Gather every line in the rows below that contains the string "field", and copy each one out in full.

Pointing dataset records
□ □ □
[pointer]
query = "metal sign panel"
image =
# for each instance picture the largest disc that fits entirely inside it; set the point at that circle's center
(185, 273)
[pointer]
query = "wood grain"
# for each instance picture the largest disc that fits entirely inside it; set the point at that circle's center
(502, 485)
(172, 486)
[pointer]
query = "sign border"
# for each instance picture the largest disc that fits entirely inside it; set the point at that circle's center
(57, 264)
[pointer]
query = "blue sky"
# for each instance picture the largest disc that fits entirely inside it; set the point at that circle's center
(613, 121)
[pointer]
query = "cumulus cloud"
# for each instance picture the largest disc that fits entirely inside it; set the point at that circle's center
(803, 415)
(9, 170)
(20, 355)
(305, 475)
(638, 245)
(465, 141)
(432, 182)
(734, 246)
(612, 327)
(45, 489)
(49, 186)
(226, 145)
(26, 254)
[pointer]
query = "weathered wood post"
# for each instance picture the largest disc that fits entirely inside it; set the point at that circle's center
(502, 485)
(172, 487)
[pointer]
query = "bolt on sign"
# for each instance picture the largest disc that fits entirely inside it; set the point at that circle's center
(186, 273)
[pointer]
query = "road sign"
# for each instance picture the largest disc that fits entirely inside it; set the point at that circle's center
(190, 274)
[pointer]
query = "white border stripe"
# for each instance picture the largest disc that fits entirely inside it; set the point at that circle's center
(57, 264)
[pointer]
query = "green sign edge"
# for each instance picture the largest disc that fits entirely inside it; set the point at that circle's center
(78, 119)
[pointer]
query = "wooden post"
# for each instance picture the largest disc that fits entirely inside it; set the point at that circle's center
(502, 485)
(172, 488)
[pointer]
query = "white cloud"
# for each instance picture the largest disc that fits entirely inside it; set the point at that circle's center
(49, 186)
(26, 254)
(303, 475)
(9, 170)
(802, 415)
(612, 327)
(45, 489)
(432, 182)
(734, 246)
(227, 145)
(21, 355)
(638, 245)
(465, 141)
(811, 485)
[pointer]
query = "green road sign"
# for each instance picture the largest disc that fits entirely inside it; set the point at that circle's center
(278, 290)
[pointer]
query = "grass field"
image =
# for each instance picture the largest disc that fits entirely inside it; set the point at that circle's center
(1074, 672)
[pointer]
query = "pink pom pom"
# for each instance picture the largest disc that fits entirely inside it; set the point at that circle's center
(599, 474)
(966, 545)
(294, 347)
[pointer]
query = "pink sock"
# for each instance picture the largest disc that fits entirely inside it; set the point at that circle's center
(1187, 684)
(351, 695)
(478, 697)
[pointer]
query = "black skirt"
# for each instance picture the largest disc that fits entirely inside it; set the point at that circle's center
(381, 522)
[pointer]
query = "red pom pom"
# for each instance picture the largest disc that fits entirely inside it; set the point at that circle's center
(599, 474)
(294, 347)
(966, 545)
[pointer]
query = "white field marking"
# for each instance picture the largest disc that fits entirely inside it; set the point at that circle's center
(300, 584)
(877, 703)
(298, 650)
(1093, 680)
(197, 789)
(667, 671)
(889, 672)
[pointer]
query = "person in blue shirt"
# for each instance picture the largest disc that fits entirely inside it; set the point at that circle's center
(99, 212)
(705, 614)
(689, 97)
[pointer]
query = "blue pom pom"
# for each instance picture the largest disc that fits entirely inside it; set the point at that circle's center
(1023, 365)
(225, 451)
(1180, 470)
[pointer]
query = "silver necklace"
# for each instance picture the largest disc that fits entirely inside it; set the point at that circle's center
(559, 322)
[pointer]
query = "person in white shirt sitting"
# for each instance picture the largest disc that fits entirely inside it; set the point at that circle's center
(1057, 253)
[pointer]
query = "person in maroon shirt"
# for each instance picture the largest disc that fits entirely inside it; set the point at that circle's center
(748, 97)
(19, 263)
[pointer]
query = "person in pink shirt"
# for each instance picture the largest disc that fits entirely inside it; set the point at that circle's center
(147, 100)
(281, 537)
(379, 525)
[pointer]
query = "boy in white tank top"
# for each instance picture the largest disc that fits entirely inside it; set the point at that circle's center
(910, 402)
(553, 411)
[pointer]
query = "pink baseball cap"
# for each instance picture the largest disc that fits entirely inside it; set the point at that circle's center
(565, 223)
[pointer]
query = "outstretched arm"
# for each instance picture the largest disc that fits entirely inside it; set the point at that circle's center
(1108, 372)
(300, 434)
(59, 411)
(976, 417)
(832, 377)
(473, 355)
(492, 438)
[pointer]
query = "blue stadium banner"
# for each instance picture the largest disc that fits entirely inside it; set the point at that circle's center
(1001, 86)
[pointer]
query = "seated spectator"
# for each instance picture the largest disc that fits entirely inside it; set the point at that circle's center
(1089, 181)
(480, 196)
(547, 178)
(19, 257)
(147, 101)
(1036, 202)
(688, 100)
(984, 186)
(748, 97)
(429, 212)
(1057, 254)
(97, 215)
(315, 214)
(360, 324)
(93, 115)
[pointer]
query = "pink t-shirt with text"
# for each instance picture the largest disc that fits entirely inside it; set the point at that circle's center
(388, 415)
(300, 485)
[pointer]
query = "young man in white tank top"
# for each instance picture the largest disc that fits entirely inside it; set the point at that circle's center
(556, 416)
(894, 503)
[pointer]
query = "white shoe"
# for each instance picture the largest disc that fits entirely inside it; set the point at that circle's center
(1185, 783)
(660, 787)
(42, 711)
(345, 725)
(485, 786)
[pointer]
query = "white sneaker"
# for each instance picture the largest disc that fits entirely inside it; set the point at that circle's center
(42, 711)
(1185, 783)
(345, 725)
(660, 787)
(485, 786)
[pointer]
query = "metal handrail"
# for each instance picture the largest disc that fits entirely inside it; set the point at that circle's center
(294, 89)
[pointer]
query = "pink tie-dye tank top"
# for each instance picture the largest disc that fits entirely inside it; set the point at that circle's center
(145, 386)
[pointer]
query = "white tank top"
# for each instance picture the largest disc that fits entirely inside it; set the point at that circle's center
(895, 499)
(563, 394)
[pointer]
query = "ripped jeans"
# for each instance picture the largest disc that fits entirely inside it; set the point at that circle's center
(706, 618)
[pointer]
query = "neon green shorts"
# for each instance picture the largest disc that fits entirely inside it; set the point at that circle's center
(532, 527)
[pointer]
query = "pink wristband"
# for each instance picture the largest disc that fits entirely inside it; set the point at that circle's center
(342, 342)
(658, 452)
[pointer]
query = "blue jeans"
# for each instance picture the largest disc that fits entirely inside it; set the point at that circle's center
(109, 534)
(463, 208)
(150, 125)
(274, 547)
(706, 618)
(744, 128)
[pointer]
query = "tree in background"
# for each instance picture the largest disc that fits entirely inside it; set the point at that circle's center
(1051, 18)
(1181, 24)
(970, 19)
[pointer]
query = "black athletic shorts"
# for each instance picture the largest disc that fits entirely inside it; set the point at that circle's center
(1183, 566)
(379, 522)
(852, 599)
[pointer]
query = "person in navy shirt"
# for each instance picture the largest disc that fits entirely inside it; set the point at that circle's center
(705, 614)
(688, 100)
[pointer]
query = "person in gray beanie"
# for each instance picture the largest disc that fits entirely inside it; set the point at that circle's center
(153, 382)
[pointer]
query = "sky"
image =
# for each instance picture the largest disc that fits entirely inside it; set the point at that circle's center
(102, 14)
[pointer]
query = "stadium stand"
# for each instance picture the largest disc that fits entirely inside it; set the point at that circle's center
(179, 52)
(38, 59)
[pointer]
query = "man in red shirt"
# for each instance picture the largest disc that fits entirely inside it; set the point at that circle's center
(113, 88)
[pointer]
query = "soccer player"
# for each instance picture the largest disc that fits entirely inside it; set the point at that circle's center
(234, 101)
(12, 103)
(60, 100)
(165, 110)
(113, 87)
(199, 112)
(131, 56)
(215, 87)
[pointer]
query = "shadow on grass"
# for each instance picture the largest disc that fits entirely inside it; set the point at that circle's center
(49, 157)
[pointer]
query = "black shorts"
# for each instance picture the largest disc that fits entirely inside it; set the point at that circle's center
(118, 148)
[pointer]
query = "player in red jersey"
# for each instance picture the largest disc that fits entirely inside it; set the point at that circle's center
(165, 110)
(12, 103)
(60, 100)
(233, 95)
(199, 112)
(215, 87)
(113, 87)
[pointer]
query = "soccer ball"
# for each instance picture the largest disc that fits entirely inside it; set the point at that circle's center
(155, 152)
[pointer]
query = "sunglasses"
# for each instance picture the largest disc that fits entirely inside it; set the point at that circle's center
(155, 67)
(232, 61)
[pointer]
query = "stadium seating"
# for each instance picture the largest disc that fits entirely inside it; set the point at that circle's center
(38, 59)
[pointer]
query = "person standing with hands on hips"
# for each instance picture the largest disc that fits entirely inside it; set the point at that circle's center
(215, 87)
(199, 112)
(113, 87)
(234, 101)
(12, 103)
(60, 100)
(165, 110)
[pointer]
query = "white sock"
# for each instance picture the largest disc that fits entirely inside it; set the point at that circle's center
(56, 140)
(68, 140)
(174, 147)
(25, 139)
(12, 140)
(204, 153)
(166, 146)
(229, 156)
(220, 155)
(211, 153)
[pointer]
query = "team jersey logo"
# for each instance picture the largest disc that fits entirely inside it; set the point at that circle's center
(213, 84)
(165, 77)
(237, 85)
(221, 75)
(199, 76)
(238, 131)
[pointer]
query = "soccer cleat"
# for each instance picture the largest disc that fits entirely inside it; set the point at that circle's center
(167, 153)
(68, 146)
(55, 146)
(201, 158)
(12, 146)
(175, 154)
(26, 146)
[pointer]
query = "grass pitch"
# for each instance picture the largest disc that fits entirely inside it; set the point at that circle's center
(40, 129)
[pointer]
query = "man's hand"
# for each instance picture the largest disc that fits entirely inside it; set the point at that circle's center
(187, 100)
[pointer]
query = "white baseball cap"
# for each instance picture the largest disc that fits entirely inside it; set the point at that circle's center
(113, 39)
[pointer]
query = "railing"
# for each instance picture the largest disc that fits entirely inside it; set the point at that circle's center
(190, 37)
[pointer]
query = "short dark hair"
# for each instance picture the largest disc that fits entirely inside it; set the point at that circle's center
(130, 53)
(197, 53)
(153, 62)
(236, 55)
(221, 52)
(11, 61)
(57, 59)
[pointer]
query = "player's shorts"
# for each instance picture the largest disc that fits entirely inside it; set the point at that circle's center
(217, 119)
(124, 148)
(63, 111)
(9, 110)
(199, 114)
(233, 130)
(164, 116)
□ □ □
Answer to this problem:
query = "grass field"
query = "white field marking"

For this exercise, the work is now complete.